Available data:
★ ★ ★ ★ ★ ★ ★
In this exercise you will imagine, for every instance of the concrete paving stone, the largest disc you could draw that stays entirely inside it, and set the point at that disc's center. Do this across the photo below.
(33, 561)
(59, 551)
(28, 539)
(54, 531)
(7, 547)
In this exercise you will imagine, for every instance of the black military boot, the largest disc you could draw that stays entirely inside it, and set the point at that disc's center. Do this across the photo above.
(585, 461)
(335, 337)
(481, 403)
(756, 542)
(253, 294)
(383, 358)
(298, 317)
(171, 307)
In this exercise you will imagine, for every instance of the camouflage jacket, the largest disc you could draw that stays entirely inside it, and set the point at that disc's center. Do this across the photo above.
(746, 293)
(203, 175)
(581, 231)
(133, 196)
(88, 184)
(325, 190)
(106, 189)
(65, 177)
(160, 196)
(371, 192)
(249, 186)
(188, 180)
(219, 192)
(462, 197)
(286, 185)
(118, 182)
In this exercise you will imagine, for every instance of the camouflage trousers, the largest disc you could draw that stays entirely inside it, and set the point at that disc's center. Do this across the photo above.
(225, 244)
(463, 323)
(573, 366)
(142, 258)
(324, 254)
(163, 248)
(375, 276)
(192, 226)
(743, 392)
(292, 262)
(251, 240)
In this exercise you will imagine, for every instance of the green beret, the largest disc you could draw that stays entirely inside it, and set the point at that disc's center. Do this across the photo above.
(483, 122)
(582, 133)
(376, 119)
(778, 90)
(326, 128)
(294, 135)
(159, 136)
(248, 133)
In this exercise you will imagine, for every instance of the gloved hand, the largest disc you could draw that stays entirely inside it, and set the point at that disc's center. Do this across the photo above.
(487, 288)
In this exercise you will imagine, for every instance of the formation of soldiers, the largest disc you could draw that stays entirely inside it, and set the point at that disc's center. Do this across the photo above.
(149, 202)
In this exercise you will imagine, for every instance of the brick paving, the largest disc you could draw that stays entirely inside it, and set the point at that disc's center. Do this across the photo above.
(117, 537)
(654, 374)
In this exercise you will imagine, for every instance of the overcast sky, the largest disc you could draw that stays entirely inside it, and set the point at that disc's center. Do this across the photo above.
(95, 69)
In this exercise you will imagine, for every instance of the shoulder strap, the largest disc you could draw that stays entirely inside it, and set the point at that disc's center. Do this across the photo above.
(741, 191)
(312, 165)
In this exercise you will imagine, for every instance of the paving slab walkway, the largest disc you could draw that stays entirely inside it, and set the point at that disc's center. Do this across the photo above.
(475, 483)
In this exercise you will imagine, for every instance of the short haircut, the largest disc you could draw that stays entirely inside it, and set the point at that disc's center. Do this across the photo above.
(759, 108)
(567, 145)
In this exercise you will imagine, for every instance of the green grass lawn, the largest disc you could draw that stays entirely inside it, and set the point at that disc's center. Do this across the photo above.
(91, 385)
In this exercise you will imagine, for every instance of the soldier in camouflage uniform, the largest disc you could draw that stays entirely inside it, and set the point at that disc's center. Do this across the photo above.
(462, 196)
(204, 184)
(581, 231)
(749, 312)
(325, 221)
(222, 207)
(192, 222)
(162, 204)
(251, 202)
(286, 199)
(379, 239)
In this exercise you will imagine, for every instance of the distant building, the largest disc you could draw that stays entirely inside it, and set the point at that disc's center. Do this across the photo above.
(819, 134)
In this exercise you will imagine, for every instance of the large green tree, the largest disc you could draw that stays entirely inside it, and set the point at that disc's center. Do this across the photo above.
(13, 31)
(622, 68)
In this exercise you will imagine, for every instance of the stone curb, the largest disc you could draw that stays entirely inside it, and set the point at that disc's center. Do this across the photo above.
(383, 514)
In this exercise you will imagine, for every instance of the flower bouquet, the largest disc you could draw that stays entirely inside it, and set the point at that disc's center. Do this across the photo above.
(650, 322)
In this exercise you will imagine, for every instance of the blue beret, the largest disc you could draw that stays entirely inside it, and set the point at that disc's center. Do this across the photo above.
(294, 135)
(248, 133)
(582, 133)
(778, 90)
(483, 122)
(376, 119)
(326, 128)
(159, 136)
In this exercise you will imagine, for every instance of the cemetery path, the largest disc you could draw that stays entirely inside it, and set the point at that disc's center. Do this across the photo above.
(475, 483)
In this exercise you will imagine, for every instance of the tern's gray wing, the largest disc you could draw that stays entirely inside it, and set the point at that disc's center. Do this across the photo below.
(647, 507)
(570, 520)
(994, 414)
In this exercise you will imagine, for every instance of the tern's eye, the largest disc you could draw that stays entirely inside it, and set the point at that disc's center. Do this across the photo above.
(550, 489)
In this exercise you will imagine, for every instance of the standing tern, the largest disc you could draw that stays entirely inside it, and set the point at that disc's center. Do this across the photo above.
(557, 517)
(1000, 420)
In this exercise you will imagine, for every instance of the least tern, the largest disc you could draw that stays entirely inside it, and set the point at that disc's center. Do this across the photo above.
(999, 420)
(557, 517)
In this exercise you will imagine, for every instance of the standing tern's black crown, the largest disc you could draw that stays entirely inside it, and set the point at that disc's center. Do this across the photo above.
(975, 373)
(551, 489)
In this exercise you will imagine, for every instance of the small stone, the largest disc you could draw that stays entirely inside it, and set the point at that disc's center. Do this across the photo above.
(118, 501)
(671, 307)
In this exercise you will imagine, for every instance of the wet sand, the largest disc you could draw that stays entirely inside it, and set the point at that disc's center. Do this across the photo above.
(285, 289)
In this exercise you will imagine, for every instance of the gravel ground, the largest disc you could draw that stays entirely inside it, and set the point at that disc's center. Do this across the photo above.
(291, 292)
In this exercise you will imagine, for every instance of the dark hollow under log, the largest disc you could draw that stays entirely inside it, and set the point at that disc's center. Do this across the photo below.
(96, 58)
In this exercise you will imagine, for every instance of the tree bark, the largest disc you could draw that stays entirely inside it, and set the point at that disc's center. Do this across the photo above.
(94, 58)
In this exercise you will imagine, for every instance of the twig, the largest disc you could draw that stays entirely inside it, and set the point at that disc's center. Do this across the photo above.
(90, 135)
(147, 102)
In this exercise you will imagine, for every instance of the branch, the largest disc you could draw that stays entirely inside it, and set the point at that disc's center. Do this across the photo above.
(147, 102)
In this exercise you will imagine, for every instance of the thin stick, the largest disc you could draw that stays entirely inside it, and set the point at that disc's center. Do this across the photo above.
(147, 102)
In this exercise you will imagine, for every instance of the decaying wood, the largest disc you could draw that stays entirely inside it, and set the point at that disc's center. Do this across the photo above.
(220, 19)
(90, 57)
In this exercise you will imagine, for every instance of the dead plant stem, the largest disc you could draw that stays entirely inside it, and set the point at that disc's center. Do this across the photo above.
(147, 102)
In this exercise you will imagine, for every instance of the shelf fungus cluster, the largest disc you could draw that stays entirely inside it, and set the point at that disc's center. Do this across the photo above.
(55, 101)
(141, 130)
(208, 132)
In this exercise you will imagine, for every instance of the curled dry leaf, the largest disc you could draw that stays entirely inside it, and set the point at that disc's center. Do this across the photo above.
★ ★ ★ ★ ★ ★ ★
What to do:
Every line of the material above must be duplicated exactly.

Answer space:
In this exercise you will imagine, for every instance of the concrete paving stone, the largest disc you could draw that stays entirely inside it, and set the point at that disc's center. Do this across the photo below.
(33, 561)
(59, 551)
(28, 539)
(54, 531)
(7, 547)
In this exercise you will imagine, for every instance of the black military boot, the largest disc you could draw that stays entirely inside it, and set the point at that disc's center. Do this across the photo above.
(585, 461)
(335, 337)
(481, 403)
(756, 542)
(253, 294)
(383, 358)
(298, 317)
(171, 307)
In this exercise you will imagine, for every instance of the camouflage jacket, the largest disc you could draw that stays entirely inside it, and set the point at that disc's center. Do this across the photo above.
(746, 293)
(203, 175)
(581, 231)
(133, 196)
(88, 184)
(325, 190)
(106, 189)
(65, 177)
(160, 196)
(371, 192)
(249, 186)
(188, 180)
(219, 192)
(462, 197)
(286, 185)
(118, 182)
In this exercise you will imagine, for every instance of the camouflage trousers, the largest disc you could draw that stays entirely inside it, and set the point at that disc's center. Do this across the photo above.
(225, 244)
(463, 323)
(573, 366)
(142, 258)
(324, 254)
(163, 248)
(375, 276)
(192, 226)
(743, 392)
(292, 262)
(251, 240)
In this exercise you will imagine, for every instance of the green beret, the largest disc you could draw that stays entirely inside it, and set the point at that disc's center. Do this across the photo above.
(483, 122)
(582, 133)
(376, 119)
(778, 90)
(326, 128)
(294, 135)
(159, 136)
(248, 133)
In this exercise you will imagine, for every instance of the gloved hand, the largest disc you could draw that stays entirely inside it, and set the point at that disc's center. Do this across the photo above.
(487, 288)
In this exercise you will imagine, for every instance of the formation of soldiers, the largest disc you could draw that stays entirely inside it, and set the point at that disc's center. Do this across the photo above.
(149, 202)
In this exercise you will imagine, for every instance of the brick paving, the largest disc you could draw that stays entirely inside it, and set the point at that disc's center. Do this across the photo above.
(117, 537)
(654, 374)
In this exercise you will imagine, for every instance of the overcast sky, the largest disc you could draw that stays entirely inside it, and set the point at that disc's center. Do this across the photo above.
(95, 69)
In this exercise you will imagine, for every instance of the shoulder strap, the largest disc you could draw that stays entirely inside it, and set the point at that disc's center. Do this across the photo above.
(741, 191)
(312, 165)
In this exercise you will imagine, for every instance of the paving slab walkway, the largest disc you could draw that stays entirely inside it, and set the point at that disc's center. Do this across the photo above.
(475, 483)
In this exercise you will imagine, for every instance of the short haircut, the largest disc you could draw that stays entirely inside it, and set the point at that disc's center. Do this across the photo above.
(759, 108)
(567, 145)
In this exercise you will imagine, for every instance of the green grass lawn, the largest disc you could draw that stays entirely inside it, and set the point at that disc's center. Do this across the photo above.
(91, 385)
In this exercise you will imagine, for every instance of the soldier in camouflage uniform, the largest disc you could draw that stays entirely inside it, and set the point at that disc's center. Do this across the photo above.
(462, 196)
(204, 184)
(581, 231)
(749, 312)
(325, 221)
(222, 207)
(192, 222)
(162, 204)
(251, 202)
(286, 199)
(379, 239)
In this exercise you will imagine, for every instance of the distant building, the largest disc you could draw that stays entirely inside it, and set the point at that disc's center. Do this across the photo above.
(819, 134)
In this exercise you will imagine, for every instance of the large green tree, the largest disc you could draw that stays entirely inside it, and set the point at that disc's center. Do this across the photo above.
(13, 31)
(622, 68)
In this exercise you will imagine, for every instance of the stone curb, the largest disc you could draw that stays entirely inside it, and set the point at that disc's center. Do this across the photo above.
(383, 514)
In this exercise you will imagine, for every instance of the flower bouquet, the largest disc you could draw that stays entirely inside it, and set the point at that disc's center. Do this across the photo above.
(650, 322)
In this exercise you will imagine, for every instance of the blue beret, the largest disc you could draw that stays entirely inside it, and set the point at that disc's center. Do this across the photo above.
(294, 135)
(248, 133)
(582, 133)
(778, 90)
(483, 122)
(376, 119)
(326, 128)
(159, 136)
In this exercise you will imagine, for every instance of the cemetery path, the largest disc you could draw that stays entirely inside it, and set the point at that disc's center. Do this across the photo above.
(475, 483)
In this exercise you will imagine, for every instance of the tern's gray wing, the largest disc you could draw that stays entirely inside it, and set the point at that disc's center. Do this across the photo below.
(647, 507)
(570, 520)
(994, 414)
In this exercise you will imagine, for every instance of the tern's eye, the largest disc you could draw that stays entirely inside it, and set the point at that disc's center. Do this across the photo above.
(550, 489)
In this exercise you will imagine, for every instance of the standing tern, the largest disc you could draw that stays entirely inside it, and set the point at that disc's center. Do this across the photo above.
(557, 517)
(1000, 420)
In this exercise you will imagine, for every instance of the least tern, the largest disc you could draw that stays entirely inside it, and set the point at that disc's center. Do this across the photo above.
(999, 420)
(557, 517)
In this exercise you will imagine, for every instance of the standing tern's black crown, the largest disc you could draw that stays entirely inside it, and set the point at that disc's center. Do this across the photo above.
(975, 373)
(551, 489)
In this exercise you will imagine, for every instance of the small stone, the largest disc you could draw that stays entirely inside it, and set the point at that disc's center. Do this across the photo above.
(118, 501)
(671, 307)
In this exercise you will imagine, for every instance of the wet sand, the largest disc you could draw that stays entirely inside it, and set the point at that disc's center. Do this across the photo above.
(285, 289)
In this exercise you will imagine, for every instance of the gravel ground, the largest disc you could draw that stays entirely inside it, and set the point at that disc's center. Do this across the photo above.
(291, 292)
In this exercise you will imagine, for every instance of the dark hollow under log, the largest disc you could draw that stays entirely inside it, and set the point at that disc's center. Do this across the photo below.
(96, 58)
In this exercise you will imagine, for every instance of the tree bark, the largest disc you could draw that stays entirely inside it, and set the point at that disc's center. Do this across the photo above.
(94, 58)
In this exercise you will imagine, for every instance of the twig, the largest disc you could draw that stays entirely inside it, and set the point at that disc's center. Do this across the photo above.
(90, 135)
(147, 102)
In this exercise you will imagine, for every instance of the branch, the largest disc you could draw that stays entirely inside it, and set the point at that disc's center. Do this across the photo above.
(147, 102)
In this exercise you will imagine, for every instance of the thin stick, the largest disc you could draw that stays entirely inside it, and set the point at that disc's center. Do this across the photo above.
(147, 102)
In this exercise you will imagine, for every instance of the decaying wood, the largest disc you could draw that stays entirely inside it, and set the point at that disc's center. Do this across the photo above.
(220, 19)
(90, 57)
In this exercise you will imagine, for every instance of the dead plant stem, the largest disc you could draw that stays entirely inside it, and set the point at that disc's center. Do this across the photo above.
(147, 102)
In this exercise you will imagine, for every instance of the shelf fungus cluster, the largest disc you could draw that stays entirely inside it, and set the point at that disc's center. Do this across the photo above.
(55, 101)
(141, 130)
(208, 132)
In this exercise you will imagine, for every instance of the curled dry leaf, the largest disc you could draw that stays entirely inside it, and set the point at that disc's center. Do this across the photo above.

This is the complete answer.